• **Problem description**
Can you format the lines of the records below as a JSON list of strings, one string per line with blank lines omitted, covering only the lines from the one containing "outline **running shoe**" through the one containing "168), (84, 168)]", both included?

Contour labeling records
──────────────────────────────
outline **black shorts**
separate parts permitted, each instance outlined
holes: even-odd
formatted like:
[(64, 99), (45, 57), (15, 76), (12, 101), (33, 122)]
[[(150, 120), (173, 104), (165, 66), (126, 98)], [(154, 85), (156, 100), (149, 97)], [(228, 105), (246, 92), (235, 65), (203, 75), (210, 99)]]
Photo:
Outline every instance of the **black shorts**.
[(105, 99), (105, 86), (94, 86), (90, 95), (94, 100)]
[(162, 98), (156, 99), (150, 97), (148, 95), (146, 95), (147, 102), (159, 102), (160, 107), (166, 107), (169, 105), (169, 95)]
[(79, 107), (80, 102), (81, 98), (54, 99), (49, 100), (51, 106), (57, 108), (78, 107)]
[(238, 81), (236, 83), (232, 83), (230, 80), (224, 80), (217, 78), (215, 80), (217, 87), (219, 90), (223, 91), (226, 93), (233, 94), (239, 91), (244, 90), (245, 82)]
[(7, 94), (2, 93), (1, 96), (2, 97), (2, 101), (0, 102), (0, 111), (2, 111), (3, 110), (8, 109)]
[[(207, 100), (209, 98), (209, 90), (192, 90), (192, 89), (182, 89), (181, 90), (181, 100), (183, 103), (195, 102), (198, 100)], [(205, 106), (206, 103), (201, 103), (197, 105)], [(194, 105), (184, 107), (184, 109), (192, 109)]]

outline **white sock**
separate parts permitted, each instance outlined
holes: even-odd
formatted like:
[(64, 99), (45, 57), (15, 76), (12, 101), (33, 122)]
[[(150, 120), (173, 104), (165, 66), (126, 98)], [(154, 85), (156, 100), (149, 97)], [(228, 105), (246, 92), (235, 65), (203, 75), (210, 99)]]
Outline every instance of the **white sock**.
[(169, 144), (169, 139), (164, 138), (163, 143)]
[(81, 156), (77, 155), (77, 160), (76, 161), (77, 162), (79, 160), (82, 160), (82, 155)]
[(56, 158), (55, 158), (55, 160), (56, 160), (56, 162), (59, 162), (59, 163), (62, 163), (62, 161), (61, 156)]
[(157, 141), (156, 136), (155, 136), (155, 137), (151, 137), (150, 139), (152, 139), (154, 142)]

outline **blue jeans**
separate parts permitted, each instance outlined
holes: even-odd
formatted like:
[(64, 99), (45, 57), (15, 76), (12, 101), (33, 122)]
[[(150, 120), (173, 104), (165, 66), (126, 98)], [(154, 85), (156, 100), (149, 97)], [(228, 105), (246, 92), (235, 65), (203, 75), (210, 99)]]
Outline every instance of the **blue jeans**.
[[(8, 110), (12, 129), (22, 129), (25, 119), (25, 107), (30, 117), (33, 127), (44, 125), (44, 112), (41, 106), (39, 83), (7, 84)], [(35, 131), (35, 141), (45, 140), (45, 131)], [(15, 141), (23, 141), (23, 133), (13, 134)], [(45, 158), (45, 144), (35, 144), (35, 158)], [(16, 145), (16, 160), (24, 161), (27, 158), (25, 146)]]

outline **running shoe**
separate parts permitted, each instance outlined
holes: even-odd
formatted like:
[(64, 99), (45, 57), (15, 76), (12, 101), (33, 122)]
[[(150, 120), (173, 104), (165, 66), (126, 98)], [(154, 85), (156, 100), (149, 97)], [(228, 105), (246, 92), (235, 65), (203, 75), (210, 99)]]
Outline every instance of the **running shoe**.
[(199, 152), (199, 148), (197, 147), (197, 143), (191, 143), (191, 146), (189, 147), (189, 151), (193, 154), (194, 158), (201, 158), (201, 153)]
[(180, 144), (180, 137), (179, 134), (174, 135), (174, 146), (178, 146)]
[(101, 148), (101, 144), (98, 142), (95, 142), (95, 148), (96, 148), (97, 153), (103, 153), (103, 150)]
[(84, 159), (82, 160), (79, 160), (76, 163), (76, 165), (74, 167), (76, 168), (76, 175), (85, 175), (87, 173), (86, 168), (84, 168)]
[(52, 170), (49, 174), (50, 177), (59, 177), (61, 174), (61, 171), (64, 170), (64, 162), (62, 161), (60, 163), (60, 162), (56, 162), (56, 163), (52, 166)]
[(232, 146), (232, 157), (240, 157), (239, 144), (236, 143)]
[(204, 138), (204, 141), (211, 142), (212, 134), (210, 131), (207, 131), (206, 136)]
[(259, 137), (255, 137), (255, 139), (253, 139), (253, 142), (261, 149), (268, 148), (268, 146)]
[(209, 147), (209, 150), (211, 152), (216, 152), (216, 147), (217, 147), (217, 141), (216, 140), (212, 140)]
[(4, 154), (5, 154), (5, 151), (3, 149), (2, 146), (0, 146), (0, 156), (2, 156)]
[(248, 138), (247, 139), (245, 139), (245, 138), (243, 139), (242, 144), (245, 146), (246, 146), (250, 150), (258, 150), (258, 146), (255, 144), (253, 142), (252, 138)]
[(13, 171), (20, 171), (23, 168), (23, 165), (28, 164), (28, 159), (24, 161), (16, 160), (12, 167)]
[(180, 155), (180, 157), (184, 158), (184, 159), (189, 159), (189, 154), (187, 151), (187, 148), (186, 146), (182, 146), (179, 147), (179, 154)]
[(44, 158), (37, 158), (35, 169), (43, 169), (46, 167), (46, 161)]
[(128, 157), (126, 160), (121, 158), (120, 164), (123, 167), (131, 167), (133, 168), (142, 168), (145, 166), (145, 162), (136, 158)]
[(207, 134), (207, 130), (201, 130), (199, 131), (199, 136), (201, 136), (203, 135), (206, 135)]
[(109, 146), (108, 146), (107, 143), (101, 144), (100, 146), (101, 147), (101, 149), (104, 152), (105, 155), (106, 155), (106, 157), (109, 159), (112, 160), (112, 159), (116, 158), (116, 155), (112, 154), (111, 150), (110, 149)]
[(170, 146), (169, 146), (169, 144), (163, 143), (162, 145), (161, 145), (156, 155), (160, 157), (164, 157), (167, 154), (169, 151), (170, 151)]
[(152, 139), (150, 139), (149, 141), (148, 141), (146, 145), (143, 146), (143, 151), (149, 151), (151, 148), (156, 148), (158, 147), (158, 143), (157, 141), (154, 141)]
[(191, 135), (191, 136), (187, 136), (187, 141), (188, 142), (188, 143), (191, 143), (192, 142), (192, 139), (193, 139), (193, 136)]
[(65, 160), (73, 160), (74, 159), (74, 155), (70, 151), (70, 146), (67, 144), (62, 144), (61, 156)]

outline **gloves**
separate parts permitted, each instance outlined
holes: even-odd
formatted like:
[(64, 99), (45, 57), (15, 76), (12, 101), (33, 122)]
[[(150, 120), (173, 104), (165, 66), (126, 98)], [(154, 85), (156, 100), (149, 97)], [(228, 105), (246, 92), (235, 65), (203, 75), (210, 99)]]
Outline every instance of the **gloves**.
──────────────────────────────
• **Written response**
[
  "outline **running shoe**",
  "separate parts permitted, each instance outlined",
  "holes: even-odd",
  "formatted like:",
  "[(64, 99), (45, 57), (15, 76), (12, 101), (33, 122)]",
  "[[(150, 120), (173, 104), (165, 66), (126, 98)], [(154, 85), (156, 100), (149, 97)], [(228, 105), (246, 92), (235, 65), (203, 75), (210, 99)]]",
  "Outline every instance of the **running shoe**.",
  "[(199, 152), (199, 148), (197, 147), (197, 143), (191, 143), (191, 146), (189, 147), (189, 151), (193, 154), (194, 158), (201, 158), (201, 153)]",
  "[(180, 144), (180, 137), (179, 134), (174, 135), (174, 146), (178, 146)]",
  "[(101, 148), (101, 144), (98, 142), (95, 142), (95, 148), (96, 148), (97, 153), (103, 153), (103, 150)]",
  "[(84, 159), (82, 160), (79, 160), (76, 163), (76, 165), (74, 167), (76, 168), (76, 175), (85, 175), (87, 173), (86, 168), (84, 168)]"
]